▶ **Your goal**: Copy out, word for word, the part of the listing that begins with the line containing "Expected: one point per instance of the chair armrest, each" and ends with the line containing "point(364, 533)", including both of those lines.
------ Provided entries ------
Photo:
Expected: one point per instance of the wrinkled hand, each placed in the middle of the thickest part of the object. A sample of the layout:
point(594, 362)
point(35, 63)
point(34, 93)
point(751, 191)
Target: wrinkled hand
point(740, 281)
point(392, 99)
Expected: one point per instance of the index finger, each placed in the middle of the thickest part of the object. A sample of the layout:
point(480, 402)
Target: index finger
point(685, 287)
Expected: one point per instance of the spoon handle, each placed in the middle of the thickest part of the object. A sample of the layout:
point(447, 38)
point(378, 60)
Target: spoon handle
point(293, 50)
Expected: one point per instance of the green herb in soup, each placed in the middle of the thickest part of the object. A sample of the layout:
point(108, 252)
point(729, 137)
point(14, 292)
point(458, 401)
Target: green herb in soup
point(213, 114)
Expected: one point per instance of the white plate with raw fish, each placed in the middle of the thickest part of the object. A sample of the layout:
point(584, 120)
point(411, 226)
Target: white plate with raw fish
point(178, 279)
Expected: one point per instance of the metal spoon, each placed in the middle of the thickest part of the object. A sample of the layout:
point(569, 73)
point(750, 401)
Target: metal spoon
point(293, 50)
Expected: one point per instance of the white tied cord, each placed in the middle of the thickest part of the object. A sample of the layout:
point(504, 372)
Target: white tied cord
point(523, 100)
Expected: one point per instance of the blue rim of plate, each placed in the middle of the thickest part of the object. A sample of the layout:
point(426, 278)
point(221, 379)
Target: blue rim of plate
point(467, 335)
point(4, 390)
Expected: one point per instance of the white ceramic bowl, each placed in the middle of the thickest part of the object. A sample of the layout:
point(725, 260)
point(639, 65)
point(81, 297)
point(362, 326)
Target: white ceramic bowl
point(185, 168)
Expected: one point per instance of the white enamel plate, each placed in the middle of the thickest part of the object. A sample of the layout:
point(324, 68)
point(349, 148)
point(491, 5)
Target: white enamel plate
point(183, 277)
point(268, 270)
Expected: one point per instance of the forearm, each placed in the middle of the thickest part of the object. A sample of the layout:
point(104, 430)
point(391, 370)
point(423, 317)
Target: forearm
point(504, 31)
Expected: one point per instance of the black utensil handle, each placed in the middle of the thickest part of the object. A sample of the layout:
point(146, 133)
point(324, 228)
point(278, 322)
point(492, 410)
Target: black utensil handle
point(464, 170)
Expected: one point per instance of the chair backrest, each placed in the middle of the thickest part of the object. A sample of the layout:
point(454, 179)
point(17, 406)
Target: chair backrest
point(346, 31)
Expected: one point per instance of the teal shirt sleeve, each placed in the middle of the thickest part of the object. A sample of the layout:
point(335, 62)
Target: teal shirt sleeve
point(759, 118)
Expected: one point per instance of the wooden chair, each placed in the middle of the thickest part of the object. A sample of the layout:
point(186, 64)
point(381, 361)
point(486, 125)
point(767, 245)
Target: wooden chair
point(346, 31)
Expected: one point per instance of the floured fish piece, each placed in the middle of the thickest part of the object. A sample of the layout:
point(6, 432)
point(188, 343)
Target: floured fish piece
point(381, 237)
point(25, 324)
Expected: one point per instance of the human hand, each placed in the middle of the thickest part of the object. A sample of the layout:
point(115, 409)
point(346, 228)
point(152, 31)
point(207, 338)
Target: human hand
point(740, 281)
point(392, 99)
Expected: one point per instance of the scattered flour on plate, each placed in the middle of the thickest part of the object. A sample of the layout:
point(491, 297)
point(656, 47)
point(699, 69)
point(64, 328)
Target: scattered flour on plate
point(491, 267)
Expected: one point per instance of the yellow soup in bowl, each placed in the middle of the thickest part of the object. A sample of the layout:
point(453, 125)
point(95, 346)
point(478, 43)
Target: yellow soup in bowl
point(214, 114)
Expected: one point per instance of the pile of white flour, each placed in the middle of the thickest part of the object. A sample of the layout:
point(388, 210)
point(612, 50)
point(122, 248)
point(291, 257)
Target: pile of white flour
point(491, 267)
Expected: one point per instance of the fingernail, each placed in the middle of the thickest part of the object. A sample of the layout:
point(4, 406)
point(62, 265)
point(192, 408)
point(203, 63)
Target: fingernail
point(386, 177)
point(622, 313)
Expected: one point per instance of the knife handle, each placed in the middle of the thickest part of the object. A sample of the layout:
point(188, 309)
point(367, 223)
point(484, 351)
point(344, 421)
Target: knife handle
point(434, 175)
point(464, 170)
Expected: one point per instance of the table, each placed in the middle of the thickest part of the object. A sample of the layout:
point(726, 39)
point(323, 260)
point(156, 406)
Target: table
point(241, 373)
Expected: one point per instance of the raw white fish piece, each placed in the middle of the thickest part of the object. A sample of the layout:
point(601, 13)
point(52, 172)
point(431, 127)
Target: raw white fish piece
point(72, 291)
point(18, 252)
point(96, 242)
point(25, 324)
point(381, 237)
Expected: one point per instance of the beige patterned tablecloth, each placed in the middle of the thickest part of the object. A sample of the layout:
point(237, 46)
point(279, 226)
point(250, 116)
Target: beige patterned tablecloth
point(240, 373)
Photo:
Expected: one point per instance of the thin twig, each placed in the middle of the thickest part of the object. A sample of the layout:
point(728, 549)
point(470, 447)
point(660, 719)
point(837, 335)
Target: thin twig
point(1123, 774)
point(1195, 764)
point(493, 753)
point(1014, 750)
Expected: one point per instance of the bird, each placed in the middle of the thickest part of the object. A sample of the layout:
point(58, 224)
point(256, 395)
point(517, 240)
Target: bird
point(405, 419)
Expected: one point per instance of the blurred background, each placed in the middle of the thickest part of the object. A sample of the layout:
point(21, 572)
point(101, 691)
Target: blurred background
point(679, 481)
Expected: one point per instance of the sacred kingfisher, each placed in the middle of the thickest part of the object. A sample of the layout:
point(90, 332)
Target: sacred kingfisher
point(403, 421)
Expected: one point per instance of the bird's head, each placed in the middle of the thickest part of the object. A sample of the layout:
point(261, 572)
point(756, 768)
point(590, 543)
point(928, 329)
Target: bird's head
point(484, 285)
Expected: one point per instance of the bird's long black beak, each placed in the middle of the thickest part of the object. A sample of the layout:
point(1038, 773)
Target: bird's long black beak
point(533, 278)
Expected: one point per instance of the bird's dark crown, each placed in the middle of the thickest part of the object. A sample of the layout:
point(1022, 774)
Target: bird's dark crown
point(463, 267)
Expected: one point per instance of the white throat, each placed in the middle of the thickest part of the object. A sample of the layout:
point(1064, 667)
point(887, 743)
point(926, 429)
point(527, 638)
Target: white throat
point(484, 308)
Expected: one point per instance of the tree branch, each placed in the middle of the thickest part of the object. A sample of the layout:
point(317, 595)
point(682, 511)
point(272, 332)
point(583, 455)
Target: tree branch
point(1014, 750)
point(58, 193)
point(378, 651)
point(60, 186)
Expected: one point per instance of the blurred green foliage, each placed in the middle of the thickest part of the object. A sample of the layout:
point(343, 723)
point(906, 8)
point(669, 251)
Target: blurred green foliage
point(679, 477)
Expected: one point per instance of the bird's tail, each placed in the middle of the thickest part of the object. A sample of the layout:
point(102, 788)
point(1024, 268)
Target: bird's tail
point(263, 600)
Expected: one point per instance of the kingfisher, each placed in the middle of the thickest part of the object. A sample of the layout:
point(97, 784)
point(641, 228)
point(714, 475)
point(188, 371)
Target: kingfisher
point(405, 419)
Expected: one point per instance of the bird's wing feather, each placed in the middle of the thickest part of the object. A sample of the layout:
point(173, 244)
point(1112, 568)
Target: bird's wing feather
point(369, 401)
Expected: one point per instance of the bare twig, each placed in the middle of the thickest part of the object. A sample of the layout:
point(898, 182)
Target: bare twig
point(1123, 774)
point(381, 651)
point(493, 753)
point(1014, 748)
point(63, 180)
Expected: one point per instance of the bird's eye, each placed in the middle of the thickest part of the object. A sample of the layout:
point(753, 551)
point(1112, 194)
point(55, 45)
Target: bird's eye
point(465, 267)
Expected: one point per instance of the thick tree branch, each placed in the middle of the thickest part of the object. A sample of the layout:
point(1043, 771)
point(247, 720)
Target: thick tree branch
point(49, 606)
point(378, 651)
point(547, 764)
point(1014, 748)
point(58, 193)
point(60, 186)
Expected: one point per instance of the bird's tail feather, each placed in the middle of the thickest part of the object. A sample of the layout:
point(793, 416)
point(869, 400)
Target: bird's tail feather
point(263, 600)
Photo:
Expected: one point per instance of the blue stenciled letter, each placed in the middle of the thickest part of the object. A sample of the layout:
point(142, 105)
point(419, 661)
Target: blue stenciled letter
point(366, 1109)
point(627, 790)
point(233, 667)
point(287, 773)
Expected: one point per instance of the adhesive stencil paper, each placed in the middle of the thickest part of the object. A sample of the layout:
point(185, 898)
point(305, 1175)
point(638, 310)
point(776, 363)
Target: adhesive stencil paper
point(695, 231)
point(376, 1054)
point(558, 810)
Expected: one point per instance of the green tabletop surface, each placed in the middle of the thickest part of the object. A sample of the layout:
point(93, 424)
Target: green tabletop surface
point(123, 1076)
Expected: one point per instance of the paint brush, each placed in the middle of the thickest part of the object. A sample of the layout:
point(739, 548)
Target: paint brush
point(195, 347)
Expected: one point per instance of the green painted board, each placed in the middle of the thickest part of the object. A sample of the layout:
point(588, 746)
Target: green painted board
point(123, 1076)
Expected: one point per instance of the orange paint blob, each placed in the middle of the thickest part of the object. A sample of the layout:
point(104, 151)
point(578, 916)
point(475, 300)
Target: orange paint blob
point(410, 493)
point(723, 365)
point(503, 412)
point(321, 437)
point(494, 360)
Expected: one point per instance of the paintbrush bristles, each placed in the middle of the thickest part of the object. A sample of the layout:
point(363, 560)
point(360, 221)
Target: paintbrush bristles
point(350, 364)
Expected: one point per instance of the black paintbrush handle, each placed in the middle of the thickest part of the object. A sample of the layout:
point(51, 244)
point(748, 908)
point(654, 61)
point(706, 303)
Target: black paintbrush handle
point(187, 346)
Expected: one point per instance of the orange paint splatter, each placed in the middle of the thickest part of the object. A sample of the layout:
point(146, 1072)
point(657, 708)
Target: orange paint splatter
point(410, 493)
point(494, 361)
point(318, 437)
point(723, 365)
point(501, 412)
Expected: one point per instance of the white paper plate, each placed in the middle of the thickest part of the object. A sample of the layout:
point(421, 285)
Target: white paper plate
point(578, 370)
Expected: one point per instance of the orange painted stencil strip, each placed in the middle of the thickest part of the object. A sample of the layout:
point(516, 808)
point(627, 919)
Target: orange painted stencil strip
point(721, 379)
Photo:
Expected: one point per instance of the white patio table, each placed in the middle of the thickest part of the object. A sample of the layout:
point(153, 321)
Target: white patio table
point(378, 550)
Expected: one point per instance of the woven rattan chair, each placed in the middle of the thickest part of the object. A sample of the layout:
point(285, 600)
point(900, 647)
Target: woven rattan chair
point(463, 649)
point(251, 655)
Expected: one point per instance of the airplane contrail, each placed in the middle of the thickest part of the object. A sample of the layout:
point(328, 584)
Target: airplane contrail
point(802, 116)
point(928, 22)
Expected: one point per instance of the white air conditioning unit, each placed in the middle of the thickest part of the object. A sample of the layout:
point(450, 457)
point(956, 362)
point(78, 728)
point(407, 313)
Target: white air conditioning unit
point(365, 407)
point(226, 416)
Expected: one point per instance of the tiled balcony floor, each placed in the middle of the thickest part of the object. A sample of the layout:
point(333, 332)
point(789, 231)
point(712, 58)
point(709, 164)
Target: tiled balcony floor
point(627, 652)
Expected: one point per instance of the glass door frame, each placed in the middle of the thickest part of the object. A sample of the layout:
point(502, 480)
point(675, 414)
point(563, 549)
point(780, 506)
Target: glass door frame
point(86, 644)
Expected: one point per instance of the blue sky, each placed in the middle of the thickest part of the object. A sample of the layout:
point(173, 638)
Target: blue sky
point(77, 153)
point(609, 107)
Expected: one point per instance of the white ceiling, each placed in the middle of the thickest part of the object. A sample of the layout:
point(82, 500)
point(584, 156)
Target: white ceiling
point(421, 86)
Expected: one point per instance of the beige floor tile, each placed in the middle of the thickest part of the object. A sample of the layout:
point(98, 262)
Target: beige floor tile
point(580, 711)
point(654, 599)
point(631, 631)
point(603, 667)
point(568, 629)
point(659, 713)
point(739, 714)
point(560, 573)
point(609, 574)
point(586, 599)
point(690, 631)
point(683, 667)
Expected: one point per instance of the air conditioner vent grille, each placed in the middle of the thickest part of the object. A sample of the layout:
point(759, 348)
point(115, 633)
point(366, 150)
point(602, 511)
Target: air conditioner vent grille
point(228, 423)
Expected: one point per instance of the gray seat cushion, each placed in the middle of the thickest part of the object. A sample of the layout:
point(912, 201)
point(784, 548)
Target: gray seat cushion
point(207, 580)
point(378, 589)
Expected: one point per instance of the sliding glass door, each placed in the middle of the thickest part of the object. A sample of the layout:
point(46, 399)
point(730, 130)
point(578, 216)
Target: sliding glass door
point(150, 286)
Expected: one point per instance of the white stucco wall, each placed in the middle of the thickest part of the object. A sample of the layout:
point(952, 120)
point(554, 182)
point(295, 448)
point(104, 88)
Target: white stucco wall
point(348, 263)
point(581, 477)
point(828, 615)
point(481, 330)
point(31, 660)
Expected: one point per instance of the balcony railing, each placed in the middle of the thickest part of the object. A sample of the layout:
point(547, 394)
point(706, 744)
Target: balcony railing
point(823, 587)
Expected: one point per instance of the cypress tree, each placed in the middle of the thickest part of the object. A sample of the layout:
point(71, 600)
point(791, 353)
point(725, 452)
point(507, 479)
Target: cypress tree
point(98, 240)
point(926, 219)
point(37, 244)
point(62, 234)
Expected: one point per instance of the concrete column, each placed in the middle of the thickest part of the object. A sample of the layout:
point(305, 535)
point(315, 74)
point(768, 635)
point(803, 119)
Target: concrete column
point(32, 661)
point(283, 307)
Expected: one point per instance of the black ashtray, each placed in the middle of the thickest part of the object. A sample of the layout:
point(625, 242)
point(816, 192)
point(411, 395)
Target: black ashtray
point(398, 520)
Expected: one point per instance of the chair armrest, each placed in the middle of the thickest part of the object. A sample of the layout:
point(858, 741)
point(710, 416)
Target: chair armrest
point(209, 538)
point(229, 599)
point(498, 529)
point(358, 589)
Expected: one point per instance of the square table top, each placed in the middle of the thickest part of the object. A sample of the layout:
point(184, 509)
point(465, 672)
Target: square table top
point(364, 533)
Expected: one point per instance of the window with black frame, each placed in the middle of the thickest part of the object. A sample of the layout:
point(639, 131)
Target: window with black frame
------
▶ **The response**:
Expected: one point per instance of the chair armrest, each placed in the middle of the thickest part of the object. A sample of the layout:
point(858, 741)
point(710, 416)
Target: chair armrest
point(209, 538)
point(229, 599)
point(498, 529)
point(358, 589)
Expected: one point per instance of the square table top, each placed in the middle of the thickest part of the object. A sample of the layout:
point(184, 509)
point(465, 672)
Target: square table top
point(364, 533)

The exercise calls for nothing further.